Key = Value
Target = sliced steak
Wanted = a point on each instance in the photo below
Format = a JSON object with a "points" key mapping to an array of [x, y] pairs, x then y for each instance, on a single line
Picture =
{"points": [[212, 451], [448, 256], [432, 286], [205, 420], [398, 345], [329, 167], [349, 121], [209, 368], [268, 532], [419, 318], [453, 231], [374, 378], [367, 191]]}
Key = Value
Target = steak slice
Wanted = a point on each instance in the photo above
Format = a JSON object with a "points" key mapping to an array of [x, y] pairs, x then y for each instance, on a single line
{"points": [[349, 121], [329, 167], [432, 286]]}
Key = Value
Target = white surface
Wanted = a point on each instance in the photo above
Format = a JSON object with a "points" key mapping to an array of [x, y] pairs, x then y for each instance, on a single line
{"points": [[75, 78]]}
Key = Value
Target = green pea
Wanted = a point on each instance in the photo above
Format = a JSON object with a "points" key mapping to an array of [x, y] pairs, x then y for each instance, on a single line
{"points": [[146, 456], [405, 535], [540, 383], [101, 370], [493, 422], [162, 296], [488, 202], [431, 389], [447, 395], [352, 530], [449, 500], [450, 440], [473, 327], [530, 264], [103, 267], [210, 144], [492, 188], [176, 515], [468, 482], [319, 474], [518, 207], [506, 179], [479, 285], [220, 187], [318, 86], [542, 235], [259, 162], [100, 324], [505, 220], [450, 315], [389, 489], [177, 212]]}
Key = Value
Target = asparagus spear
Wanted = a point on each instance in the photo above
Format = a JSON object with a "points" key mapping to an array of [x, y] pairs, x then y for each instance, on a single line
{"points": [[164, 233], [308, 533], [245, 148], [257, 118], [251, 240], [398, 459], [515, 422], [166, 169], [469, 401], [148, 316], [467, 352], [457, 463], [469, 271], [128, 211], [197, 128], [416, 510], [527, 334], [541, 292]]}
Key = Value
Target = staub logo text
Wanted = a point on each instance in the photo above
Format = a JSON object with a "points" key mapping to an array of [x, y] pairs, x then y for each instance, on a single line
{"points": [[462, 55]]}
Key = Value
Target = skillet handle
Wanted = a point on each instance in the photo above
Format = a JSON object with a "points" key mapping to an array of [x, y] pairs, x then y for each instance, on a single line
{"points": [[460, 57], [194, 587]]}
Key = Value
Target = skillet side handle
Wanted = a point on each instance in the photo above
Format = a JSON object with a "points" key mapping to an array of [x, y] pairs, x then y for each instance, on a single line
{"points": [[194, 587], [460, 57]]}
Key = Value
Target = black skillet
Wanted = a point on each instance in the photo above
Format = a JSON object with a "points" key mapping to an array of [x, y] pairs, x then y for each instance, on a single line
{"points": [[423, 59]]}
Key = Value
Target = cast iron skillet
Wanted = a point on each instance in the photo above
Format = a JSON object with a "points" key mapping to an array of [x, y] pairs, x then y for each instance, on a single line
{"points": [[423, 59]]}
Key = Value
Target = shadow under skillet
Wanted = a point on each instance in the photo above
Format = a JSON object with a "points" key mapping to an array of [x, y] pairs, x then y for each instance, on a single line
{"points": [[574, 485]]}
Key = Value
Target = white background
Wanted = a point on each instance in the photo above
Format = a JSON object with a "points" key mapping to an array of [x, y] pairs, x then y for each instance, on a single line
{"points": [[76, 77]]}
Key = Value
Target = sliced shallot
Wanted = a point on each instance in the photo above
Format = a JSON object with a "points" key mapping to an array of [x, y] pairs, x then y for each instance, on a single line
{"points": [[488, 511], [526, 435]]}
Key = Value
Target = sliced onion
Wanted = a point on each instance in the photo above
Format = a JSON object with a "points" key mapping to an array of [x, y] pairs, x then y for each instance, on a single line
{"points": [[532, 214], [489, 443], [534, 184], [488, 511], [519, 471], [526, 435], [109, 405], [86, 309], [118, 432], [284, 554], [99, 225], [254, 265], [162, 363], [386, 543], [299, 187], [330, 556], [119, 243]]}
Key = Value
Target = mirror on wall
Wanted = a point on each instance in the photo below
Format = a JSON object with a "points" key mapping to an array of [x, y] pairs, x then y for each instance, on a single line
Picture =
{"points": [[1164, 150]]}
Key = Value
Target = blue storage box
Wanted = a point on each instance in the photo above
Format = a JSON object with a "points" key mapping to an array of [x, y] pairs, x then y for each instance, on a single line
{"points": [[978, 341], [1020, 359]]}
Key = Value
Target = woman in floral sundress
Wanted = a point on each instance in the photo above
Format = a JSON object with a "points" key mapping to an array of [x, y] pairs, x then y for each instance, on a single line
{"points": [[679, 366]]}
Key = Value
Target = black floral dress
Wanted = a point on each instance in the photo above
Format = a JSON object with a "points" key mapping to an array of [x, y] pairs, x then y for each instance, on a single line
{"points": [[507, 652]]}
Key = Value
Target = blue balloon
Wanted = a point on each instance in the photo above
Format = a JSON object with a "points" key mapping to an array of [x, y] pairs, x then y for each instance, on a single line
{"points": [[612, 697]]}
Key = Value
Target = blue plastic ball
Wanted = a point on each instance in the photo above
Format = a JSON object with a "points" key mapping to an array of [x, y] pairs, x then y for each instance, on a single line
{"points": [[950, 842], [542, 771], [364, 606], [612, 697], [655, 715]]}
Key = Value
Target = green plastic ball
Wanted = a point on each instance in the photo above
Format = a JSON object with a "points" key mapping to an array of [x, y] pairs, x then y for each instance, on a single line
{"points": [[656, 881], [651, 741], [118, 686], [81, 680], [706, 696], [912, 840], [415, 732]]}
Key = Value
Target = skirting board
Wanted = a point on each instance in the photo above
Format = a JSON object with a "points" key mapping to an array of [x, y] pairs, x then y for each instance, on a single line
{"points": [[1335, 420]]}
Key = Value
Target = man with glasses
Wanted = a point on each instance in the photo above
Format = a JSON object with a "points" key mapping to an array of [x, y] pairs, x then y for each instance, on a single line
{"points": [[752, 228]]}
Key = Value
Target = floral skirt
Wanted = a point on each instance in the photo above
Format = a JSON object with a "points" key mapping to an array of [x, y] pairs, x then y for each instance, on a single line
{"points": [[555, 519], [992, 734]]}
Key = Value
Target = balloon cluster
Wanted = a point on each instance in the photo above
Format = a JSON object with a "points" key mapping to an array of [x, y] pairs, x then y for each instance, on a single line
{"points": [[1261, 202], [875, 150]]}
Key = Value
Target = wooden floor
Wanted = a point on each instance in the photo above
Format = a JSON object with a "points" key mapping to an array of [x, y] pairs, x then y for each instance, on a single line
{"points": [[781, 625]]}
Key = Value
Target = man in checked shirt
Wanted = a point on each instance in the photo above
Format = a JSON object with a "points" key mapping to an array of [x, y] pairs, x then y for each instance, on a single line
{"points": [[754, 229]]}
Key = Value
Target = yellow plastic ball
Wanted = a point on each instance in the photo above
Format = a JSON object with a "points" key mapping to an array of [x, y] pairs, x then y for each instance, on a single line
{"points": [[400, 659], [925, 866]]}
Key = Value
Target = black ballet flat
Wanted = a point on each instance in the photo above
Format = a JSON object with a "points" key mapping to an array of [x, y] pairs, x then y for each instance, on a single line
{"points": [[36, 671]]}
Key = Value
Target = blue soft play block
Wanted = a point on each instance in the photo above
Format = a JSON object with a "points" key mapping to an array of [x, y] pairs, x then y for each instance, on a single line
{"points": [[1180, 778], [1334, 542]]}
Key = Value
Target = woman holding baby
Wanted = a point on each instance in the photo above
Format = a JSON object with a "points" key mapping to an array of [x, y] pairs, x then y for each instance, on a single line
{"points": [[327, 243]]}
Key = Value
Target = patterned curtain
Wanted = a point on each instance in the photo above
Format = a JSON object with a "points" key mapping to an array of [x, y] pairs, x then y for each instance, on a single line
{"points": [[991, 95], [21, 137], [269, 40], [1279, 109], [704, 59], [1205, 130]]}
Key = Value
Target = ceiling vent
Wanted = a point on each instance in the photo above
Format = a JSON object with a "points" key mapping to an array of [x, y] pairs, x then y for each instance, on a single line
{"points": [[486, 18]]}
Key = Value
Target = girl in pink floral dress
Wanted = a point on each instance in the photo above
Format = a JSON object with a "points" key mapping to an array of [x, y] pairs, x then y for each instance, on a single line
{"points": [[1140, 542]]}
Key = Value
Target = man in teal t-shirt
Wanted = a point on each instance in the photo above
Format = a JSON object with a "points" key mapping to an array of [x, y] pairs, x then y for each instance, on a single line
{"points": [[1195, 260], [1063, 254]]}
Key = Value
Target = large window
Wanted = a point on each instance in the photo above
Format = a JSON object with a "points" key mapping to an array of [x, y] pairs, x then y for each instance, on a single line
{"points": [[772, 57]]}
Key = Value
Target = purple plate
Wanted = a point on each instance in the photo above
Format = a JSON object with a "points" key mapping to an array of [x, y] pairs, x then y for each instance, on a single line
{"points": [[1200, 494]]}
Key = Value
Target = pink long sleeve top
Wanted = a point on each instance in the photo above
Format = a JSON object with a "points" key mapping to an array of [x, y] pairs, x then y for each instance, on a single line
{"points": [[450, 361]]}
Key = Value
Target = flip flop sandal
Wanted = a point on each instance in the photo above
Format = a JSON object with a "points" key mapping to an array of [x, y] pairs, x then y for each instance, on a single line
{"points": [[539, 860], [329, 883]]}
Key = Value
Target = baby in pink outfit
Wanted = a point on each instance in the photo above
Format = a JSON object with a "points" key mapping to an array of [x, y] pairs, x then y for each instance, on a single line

▬▬▬▬▬▬

Count, in the data above, the lines that hold "handle". Return only that count.

=== YOUR SOLUTION ===
2